WHAT YOU HAVE TO DO: Replace "wooden pillar" with "wooden post" in the stretch from the line containing "Would you say the scene above contains any dark" through the line containing "[110,219,116,264]", and give back only those lines with nothing else changed.

STORED DATA:
□ □ □ □ □ □ □
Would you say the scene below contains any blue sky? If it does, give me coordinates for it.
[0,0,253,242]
□ □ □ □ □ □ □
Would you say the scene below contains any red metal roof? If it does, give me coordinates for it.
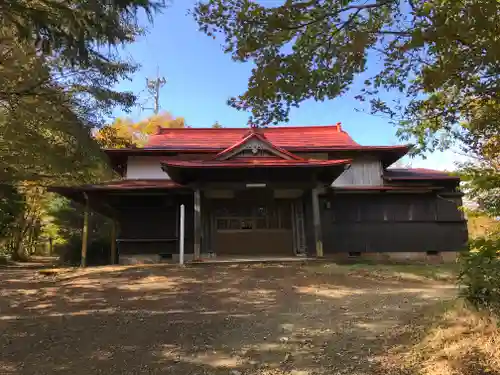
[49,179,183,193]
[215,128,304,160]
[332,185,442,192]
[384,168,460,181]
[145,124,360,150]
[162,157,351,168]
□ □ □ □ □ □ □
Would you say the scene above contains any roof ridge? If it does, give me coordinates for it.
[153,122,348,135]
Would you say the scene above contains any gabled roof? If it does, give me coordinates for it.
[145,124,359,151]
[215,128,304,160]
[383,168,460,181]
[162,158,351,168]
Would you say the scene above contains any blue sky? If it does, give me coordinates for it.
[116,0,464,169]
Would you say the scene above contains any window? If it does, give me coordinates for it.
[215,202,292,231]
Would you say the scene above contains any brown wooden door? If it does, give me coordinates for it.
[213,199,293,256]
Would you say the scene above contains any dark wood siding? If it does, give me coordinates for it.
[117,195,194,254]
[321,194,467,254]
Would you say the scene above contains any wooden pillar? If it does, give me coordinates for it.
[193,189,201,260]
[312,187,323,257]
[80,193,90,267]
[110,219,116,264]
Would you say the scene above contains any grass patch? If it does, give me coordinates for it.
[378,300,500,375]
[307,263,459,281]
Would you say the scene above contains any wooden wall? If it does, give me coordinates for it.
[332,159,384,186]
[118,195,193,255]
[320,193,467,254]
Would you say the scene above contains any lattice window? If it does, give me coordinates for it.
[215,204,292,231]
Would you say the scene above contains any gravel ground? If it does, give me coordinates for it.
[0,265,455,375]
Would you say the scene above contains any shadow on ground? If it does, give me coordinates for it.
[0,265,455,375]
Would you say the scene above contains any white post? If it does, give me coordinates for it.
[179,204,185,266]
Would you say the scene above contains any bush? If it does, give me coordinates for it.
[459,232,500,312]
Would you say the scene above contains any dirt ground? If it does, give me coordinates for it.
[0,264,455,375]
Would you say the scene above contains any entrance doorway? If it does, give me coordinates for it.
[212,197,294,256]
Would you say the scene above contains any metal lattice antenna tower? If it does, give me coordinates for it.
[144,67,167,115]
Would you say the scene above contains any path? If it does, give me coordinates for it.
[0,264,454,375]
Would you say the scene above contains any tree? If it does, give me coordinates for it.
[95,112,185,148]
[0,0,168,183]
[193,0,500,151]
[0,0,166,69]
□ □ □ □ □ □ □
EXERCISE SOLUTION:
Would you say the scene above contains any dark wood siding? If it does, give me coordinates for it.
[117,195,194,254]
[321,194,467,254]
Would you say the scene above contains any wooden post? If it does, give me coordinates for it.
[193,189,201,260]
[312,187,323,257]
[80,193,90,267]
[110,219,116,264]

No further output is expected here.